[Referring expression data]
————————

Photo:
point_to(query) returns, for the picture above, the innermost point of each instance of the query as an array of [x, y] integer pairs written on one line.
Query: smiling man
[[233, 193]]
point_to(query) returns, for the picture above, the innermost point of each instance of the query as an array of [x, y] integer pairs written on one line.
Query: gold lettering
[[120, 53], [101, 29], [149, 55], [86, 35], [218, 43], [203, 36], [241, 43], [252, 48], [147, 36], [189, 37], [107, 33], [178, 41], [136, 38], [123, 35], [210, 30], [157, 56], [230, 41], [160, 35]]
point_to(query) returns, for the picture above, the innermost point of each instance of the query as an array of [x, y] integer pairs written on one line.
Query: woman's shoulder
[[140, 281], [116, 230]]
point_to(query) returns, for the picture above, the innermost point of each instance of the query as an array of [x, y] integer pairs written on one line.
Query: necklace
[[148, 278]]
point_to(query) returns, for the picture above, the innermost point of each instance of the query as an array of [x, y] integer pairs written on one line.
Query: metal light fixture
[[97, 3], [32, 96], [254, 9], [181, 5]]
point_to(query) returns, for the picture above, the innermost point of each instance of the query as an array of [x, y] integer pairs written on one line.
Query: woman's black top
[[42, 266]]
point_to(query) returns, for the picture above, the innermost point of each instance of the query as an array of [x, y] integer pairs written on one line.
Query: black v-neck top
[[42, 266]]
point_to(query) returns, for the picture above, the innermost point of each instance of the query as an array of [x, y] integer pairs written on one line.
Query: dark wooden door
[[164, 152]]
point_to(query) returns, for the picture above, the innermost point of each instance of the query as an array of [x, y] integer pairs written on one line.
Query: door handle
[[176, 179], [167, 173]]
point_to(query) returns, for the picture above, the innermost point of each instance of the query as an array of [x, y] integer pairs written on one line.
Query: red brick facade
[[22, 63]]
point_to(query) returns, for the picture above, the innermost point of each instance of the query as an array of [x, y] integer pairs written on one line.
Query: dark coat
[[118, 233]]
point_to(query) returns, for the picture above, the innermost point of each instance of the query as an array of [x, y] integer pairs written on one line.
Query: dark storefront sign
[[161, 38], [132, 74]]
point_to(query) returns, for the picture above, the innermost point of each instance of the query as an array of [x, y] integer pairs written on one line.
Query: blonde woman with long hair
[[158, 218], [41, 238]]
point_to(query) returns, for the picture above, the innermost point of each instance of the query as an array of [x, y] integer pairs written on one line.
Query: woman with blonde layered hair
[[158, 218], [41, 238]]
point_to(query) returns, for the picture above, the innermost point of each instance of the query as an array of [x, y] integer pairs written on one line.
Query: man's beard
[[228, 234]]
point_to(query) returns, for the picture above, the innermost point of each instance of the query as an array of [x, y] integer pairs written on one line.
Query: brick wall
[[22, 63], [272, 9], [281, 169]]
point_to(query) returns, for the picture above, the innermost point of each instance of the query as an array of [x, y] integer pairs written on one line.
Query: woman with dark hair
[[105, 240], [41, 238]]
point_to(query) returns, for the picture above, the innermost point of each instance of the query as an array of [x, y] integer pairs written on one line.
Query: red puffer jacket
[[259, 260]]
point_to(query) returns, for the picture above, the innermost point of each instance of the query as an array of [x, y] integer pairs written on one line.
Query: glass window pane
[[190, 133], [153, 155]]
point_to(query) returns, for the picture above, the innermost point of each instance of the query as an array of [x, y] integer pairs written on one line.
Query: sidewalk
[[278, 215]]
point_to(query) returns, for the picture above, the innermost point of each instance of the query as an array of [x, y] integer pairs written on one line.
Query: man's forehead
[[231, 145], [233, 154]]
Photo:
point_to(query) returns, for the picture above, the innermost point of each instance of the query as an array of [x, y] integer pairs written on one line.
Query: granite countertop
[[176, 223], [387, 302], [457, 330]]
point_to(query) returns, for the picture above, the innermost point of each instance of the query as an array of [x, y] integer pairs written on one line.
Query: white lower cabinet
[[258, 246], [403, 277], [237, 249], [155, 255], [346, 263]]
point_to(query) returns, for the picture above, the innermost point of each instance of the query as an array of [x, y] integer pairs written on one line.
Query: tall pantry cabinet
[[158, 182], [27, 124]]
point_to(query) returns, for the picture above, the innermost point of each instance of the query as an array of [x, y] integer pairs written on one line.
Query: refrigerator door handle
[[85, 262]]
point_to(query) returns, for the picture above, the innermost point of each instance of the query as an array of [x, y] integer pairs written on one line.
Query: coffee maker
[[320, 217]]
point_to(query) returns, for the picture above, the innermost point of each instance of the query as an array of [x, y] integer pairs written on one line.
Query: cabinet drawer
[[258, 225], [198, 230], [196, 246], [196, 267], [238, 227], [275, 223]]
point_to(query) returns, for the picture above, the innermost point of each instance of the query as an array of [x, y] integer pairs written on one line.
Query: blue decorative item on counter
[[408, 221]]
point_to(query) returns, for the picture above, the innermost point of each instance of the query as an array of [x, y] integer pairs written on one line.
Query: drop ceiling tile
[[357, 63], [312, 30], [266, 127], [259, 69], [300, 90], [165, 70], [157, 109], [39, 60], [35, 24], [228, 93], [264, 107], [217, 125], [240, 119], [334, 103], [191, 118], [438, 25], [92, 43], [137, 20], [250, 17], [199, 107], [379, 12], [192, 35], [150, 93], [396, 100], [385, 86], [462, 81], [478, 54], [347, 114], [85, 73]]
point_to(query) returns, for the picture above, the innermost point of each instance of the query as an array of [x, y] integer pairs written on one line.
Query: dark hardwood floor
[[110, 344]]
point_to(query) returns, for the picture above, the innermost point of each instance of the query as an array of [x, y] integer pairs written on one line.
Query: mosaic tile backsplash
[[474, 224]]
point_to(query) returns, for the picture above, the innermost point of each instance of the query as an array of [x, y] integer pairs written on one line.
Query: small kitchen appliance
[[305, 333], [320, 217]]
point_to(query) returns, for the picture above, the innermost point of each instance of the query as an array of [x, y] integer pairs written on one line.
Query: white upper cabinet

————————

What is needed here is an exact copy of all the entries.

Photo:
point_to(query) returns, for the picture above, the innermost point of each instance of the query as an array of [x, y] integer pairs written on one line.
Query: smiling man
[[233, 193]]
point_to(query) returns, for the picture above, the innermost point of each instance of the query as an array of [x, y] integer pairs written on one line.
Query: gold lettering
[[120, 53], [101, 29], [149, 55], [86, 35], [218, 43], [203, 36], [241, 43], [252, 48], [147, 36], [189, 37], [107, 33], [178, 41], [136, 38], [123, 35], [210, 30], [157, 56], [230, 41], [160, 35]]
point_to(query) returns, for the picture above, the innermost point of each instance of the query as an array of [x, y] integer pairs written on one line.
Query: woman's shoulder
[[140, 281], [116, 230]]
point_to(query) returns, for the picture above, the innermost point of each instance of the query as an array of [x, y] integer pairs written on one line.
Query: necklace
[[148, 278]]
point_to(query) returns, for the picture above, the innermost point of each instance of the query as an array of [x, y] integer pairs written on one line.
Query: metal light fixture
[[97, 3], [32, 96], [254, 9], [181, 5]]
point_to(query) returns, for the picture above, the innermost point of each instance of the query as an array of [x, y] integer pairs written on one line.
Query: woman's black top
[[42, 266]]
point_to(query) returns, for the picture above, the innermost point of each instance of the query as an array of [x, y] integer pairs written on one line.
Query: black v-neck top
[[42, 266]]
point_to(query) returns, for the picture above, the innermost point of each instance of the query as an array of [x, y] integer pairs written on one line.
Query: dark wooden door
[[164, 152]]
point_to(query) returns, for the picture above, the innermost point of each instance of the query as an array of [x, y] integer pairs written on one line.
Query: door handle
[[176, 179], [167, 173]]
point_to(query) returns, for the picture above, the innermost point of each instance of the query as an array of [x, y] integer pairs written on one line.
Query: red brick facade
[[22, 63]]
point_to(query) returns, for the picture above, the innermost point of each instance of the query as an array of [x, y] integer pairs written on one line.
Query: dark coat
[[118, 233]]
point_to(query) returns, for the picture above, the innermost point of each instance of the query as an array of [x, y] integer pairs written on one line.
Query: dark storefront sign
[[161, 38], [132, 74]]
point_to(query) returns, for the picture above, the innermost point of each instance of the query as an array of [x, y] integer pairs written on one line.
Query: blonde woman with long hair
[[158, 218], [41, 238]]
point_to(query) returns, for the picture above, the innermost point of each instance of the query as an array of [x, y] integer pairs written on one line.
Query: woman with blonde layered hair
[[158, 218], [41, 238]]
point_to(query) returns, for the picture above, the innermost point of each instance of the query as an array of [x, y] integer pairs written on one line.
Query: man's beard
[[228, 234]]
point_to(query) returns, for the picture above, the innermost point of each instance of the query as an array of [x, y] integer pairs written on one line.
Query: brick wall
[[22, 63], [272, 9], [281, 169]]
point_to(query) returns, for the picture above, the innermost point of each instance of the query as an array of [x, y] integer pairs written on one line.
Query: woman with dark hair
[[105, 240], [41, 238]]
point_to(query) returns, for the picture above, the innermost point of each instance of the query as an array of [x, y] integer pairs written on one line.
Query: red puffer jacket
[[259, 260]]
point_to(query) returns, for the picture above, the innermost point of each instance of the query as an array of [x, y] integer pairs written on one line.
Query: glass window pane
[[190, 133], [153, 155]]
point_to(query) returns, for the picture above, the innermost point of each instance of the query as an array of [x, y] integer pairs written on one line.
Query: sidewalk
[[278, 215]]
point_to(query) returns, for the picture above, the innermost point of each instance of the query as an array of [x, y] integer pairs written on one line.
Query: man's forehead
[[231, 145], [233, 154]]
Photo:
point_to(query) returns, for the picture above, the innermost point of each instance of the query as an array of [x, y] integer pairs written on one line.
Query: granite countertop
[[176, 223], [387, 302], [457, 330]]
point_to(query) returns, for the picture above, the innermost point of each instance of the query as an array of [x, y] integer pairs written on one line.
Query: white lower cabinet
[[258, 246], [403, 277], [237, 249], [155, 255], [346, 263]]
point_to(query) returns, for the picture above, the innermost point of each instance of the query as an array of [x, y] integer pairs written on one line.
Query: tall pantry cabinet
[[158, 182], [27, 124]]
point_to(query) returns, for the picture above, the innermost point of each instance of the query as an array of [x, y] integer pairs written on one line.
Query: refrigerator door handle
[[85, 262]]
point_to(query) returns, for the picture above, the innermost point of each instance of the query as an array of [x, y] integer pairs written on one line.
Query: coffee maker
[[320, 217]]
point_to(query) returns, for the picture above, the innermost point of each instance of the query as an array of [x, y] integer pairs written on one line.
Query: cabinet drawer
[[258, 225], [198, 230], [196, 246], [196, 267], [238, 227], [275, 223]]
point_to(query) returns, for the picture above, the innermost point of each instance of the query as an array of [x, y] integer pairs written on one line.
Query: blue decorative item on counter
[[408, 221]]
point_to(query) returns, for the picture above, the innermost point of each instance of the query as an array of [x, y] integer pairs written on one line.
Query: drop ceiling tile
[[357, 63], [312, 30], [266, 127], [259, 69], [300, 90], [165, 70], [157, 109], [39, 60], [35, 24], [228, 93], [264, 107], [217, 125], [240, 119], [334, 103], [191, 118], [438, 25], [92, 43], [137, 20], [250, 17], [199, 107], [379, 12], [192, 35], [150, 93], [396, 100], [385, 86], [462, 81], [478, 54], [347, 114], [85, 73]]
point_to(query) returns, for the picture above, the innermost point of each instance of the query as an array of [x, y] integer pairs written on one line.
Query: dark hardwood floor
[[110, 344]]
point_to(query) returns, for the picture above, the innermost point of each instance of the query as an array of [x, y] integer pairs written on one line.
Query: mosaic tile backsplash
[[474, 224]]
point_to(query) returns, for the picture above, the innermost point of each instance of the query as an array of [x, y] integer pairs written on one line.
Query: small kitchen appliance
[[305, 333], [320, 217]]
point_to(query) returns, for the picture above, the innermost point of each instance of the query as an array of [x, y] integer pairs written on one line.
Query: white upper cabinet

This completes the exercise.